Copy exactly the lines from the one containing "Teacher note: have the class pick out the duck lying" through the last line of the records, both included, and nothing more.

## EXERCISE MATERIAL
::::::::::

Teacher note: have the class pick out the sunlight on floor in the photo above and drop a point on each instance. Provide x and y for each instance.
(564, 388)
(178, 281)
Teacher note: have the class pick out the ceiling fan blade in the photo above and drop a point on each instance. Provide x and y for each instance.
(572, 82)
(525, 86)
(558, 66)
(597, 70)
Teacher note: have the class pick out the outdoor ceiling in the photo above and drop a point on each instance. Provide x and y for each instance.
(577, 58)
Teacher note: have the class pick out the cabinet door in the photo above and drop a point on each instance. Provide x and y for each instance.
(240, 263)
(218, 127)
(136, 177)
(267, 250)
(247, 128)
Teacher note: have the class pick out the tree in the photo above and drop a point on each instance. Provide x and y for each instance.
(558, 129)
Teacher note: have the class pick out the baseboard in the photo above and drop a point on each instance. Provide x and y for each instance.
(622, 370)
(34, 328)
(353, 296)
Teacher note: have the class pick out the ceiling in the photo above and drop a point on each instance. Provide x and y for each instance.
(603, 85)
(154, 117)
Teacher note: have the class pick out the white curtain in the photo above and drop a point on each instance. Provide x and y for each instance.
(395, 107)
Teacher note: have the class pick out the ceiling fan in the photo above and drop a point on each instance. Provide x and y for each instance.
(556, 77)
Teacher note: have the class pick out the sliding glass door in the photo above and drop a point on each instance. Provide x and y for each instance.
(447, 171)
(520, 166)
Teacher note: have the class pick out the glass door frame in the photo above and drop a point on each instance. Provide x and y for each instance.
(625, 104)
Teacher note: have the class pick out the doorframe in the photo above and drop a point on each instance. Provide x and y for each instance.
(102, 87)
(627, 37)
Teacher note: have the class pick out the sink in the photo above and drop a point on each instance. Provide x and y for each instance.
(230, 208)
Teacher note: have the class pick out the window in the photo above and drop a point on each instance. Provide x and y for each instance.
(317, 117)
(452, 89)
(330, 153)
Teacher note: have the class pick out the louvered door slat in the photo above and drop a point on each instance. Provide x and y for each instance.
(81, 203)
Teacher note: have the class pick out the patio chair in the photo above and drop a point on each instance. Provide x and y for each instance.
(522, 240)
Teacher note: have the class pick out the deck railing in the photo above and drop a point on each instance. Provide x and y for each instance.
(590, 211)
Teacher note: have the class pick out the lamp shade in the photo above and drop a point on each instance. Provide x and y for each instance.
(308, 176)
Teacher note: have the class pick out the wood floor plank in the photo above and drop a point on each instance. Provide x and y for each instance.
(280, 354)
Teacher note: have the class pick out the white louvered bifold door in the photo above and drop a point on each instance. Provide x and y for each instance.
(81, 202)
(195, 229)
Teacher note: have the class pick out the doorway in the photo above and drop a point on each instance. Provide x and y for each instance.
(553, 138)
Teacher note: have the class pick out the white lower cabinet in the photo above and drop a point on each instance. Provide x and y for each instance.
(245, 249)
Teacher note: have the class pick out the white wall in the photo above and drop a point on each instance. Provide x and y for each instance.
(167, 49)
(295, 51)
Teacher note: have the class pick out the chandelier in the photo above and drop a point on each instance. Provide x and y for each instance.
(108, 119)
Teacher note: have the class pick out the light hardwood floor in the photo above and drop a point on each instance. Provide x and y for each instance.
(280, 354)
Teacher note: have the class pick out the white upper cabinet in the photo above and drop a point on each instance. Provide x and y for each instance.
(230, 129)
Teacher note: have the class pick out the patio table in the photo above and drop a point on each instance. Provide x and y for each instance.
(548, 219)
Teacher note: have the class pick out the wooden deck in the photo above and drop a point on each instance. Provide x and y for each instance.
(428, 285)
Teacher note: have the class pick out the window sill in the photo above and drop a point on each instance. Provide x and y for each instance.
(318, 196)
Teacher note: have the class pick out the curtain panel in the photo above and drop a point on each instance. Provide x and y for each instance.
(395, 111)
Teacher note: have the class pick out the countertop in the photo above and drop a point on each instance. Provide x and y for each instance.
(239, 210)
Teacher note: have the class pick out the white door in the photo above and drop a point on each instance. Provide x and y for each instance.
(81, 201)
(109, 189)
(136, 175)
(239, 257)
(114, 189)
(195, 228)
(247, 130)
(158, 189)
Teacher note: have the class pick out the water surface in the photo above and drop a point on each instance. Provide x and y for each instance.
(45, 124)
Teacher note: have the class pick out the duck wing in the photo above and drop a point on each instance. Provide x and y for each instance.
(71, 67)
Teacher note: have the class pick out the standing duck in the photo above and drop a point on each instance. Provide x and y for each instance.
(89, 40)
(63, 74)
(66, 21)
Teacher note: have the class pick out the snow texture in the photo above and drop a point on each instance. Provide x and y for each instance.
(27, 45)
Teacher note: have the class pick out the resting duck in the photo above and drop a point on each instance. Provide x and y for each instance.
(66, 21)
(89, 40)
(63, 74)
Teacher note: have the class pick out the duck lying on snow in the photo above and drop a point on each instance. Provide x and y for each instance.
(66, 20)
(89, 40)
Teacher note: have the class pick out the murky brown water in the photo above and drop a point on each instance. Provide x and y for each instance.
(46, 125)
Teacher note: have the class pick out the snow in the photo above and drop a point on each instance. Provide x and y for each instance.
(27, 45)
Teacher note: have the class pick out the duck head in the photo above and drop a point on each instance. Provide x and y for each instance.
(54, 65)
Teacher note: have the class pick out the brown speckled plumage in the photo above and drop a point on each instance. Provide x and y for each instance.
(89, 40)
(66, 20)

::::::::::

## FINISHED EXERCISE
Teacher note: have the class pick out the duck lying on snow in the photo above and drop a point on each instance. Provide x and y for each instance.
(66, 20)
(89, 40)
Teacher note: have the class pick out the murky brown water in the photo above and drop a point on each instance. Provide x and y for each instance.
(46, 125)
Teacher note: have the class pick out the snow in the photo above and drop a point on each instance. Provide x and y for each instance.
(27, 45)
Teacher note: have the class pick out the duck head in the photo above and drop a point on each instance. Provide x and y for each instance.
(54, 65)
Teacher note: have the class pick out the brown speckled plumage in the photo above and drop a point on each instance. Provide x and y for each instance.
(89, 40)
(66, 20)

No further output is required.